Named-object pointing records:
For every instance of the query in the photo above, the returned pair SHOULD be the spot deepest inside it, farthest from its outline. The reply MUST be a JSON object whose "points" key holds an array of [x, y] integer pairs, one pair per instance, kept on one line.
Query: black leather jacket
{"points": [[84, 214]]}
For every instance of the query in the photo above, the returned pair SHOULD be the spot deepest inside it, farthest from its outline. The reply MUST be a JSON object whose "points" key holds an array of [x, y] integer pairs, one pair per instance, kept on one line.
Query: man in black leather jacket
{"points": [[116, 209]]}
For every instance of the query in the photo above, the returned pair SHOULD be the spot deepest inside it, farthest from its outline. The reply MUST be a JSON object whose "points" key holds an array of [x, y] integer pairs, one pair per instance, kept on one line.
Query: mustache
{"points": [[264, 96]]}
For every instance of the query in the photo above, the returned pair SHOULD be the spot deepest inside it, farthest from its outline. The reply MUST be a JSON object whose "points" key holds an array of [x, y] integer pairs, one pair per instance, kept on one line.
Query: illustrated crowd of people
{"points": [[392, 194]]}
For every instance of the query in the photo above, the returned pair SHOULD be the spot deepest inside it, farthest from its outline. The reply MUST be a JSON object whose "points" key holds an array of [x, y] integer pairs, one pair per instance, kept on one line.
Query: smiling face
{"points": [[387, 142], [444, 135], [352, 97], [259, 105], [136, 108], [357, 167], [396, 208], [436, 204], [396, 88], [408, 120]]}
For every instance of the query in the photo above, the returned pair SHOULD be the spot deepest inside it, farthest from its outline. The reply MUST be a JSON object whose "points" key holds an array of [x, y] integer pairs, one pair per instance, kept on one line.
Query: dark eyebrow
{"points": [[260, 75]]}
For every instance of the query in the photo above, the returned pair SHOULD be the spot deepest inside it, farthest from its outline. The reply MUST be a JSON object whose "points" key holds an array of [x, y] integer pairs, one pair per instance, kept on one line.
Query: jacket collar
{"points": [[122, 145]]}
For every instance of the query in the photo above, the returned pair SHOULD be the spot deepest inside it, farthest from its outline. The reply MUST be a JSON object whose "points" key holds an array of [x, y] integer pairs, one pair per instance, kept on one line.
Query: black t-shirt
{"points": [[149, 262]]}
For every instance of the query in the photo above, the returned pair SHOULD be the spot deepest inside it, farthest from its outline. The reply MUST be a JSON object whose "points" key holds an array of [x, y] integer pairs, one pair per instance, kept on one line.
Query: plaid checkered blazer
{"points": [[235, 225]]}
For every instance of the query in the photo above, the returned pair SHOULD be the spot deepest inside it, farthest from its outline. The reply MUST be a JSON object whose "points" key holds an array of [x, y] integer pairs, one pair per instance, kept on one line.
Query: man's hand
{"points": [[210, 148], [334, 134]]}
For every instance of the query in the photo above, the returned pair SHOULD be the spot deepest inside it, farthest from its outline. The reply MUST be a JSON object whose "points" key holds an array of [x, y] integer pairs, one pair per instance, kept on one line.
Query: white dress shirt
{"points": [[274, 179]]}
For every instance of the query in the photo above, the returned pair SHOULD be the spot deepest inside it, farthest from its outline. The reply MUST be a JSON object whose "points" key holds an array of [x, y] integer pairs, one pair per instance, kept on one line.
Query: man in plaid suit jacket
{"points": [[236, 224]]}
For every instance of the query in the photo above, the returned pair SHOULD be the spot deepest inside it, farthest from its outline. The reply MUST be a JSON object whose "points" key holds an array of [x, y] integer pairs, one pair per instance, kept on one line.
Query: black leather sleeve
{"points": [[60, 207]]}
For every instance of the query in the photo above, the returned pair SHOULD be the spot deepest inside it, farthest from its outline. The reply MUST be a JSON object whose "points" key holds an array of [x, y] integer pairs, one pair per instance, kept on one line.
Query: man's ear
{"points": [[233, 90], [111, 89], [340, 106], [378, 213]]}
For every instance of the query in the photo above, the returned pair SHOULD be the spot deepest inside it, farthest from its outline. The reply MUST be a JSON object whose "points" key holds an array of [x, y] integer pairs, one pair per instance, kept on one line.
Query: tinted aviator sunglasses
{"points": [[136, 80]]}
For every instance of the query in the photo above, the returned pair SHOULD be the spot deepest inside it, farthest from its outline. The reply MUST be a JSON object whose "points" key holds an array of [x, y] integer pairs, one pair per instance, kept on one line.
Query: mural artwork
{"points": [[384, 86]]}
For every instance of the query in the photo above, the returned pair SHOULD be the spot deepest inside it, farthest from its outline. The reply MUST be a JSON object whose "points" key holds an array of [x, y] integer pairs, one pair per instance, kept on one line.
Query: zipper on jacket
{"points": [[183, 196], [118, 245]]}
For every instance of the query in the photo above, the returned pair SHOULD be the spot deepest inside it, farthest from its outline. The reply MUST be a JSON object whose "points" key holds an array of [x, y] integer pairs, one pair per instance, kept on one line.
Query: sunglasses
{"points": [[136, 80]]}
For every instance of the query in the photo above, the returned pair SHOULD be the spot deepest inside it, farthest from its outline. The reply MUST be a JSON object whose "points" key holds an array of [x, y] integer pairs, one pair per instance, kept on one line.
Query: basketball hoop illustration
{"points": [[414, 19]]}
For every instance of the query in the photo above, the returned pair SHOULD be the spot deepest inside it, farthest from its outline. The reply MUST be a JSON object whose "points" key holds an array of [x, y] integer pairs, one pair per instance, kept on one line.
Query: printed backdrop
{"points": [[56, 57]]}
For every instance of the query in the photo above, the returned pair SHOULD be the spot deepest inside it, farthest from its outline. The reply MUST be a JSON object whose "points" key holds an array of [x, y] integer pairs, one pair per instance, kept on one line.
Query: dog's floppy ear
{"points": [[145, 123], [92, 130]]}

## [THE REQUEST]
Pull out every line of the records that contains the word "jacket", with case counting.

## [WORKED SOLUTION]
Query: black leather jacket
Query: man in black leather jacket
Query: jacket collar
Query: man in plaid suit jacket
Query: zipper on jacket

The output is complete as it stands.